[What you will do] Reproduce the passage on hepatitis B booster doses verbatim, between "The exact mechanism" and "HBV endemic area.", inclusive.
*** Opening Source document ***
Moreover, our data indicated that to reach an adequate protection (anti-HBs>100 mIU/ml) against HBV infection among all diabetic and healthy unprotected students, two booster doses were needed by 11.1% of diabetics in comparison to 8.9% of non-diabetic students. Four (8.9%) diabetic students needed a third booster dose to reach full protection in comparison to none of the normal students. Likewise, Ocak and Eskiocak [26] gave evidence that more than one booster dose was needed to reach protection in diabetic hemodialysis adult patients. Although up to three booster doses led to a significant improvement in protective response rates, it left 21.1% of diabetic vs. 3.4% of non-diabetics unprotected.

In addition to age, male gender is one of host factors that contributed to decreased immunogenicity [27]. In the present study, it is worth to mention that six of the seven non-responders were males. Abdolsamadi et al. [28] also observed a better vaccine response in women.

The exact mechanism of lower immunity rates after vaccinating obese subjects is not clear. Arslanoglu et al. [17] and Ocak and Eskiocak [26] failed to link obesity with non-response to HBV vaccine among diabetic children and diabetic hemodialysis patients respectively. In contrast, in the present study non-protected diabetics had significantly higher mean BMI as compared to the protected ones. Therefore, studying immune response of obese children to booster doses of vaccine is an urgent issue of public health importance in an HBV endemic area.

In accordance with published data, [29,30] frequent hospitalization among diabetics was the only revealed significant factor associated with decreased immune response to vaccine boosting in the present study. The authors attributed this to a worse diabetic status with subsequent lower immunity and the fact that frequent hospitalization exposes diabetic patients to sharing insulin vials and spring-triggered devices as well as frequent injections and needle pricks made them more prone to nosocomial infections with subsequent impairment of the immunity.

Published results indicated that a high proportion of vaccinated infants and children retain protective concentrations of anti-HBs in adolescence and exhibit a booster response if revaccinated which might be because of natural boosting from exposure to HBV-infected persons in the household and community [23]. Marseglia et al. [29] mentioned that the fact that three diabetics and five controls with anti-HBs median value of 150 mIU/ml reached a level of >1000 mIU/ml 4 years later is consistent with the hypothesis of anamnestic response after a natural exposure. The above justification matched well our results as it was found that all diabetics (n=4) who were exposed to HBV infection (anti-HBc positive) gained a protective level of anti- HBs after a single booster. Moreover, all the low responders (4 healthy and 4 diabetics) after either 1^st or 2^nd booster doses were anti- HBc negative.
*** Closing Source document ***
*** Opening Available data ***
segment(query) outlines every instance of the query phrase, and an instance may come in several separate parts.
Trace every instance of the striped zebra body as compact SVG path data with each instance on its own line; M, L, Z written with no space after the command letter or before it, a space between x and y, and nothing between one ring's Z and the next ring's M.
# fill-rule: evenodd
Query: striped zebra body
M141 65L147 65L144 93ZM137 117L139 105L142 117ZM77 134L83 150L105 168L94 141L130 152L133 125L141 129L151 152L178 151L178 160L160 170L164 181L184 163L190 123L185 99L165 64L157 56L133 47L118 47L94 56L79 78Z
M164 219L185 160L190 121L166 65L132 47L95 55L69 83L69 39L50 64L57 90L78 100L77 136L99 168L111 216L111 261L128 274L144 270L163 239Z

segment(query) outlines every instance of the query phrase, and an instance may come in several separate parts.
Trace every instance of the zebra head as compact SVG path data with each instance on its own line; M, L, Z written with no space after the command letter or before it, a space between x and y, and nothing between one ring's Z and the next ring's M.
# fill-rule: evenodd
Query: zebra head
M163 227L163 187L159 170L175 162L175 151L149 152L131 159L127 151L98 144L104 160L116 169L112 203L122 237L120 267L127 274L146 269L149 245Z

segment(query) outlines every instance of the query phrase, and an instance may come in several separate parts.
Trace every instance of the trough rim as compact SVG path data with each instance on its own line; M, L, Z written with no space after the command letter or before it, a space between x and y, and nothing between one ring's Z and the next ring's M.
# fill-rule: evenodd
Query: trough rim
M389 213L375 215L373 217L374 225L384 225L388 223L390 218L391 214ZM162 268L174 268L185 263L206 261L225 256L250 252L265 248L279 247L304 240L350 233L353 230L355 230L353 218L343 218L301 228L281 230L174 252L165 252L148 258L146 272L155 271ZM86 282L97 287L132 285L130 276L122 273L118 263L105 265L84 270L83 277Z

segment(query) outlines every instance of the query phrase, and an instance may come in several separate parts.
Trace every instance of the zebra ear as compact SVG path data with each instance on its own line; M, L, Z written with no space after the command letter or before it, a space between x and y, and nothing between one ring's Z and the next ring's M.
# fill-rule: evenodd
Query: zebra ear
*** Closing Available data ***
[Written solution]
The exact mechanism of lower immunity rates after vaccinating obese subjects is not clear. Arslanoglu et al. [17] and Ocak and Eskiocak [26] failed to link obesity with non-response to HBV vaccine among diabetic children and diabetic hemodialysis patients respectively. In contrast, in the present study non-protected diabetics had significantly higher mean BMI as compared to the protected ones. Therefore, studying immune response of obese children to booster doses of vaccine is an urgent issue of public health importance in an HBV endemic area.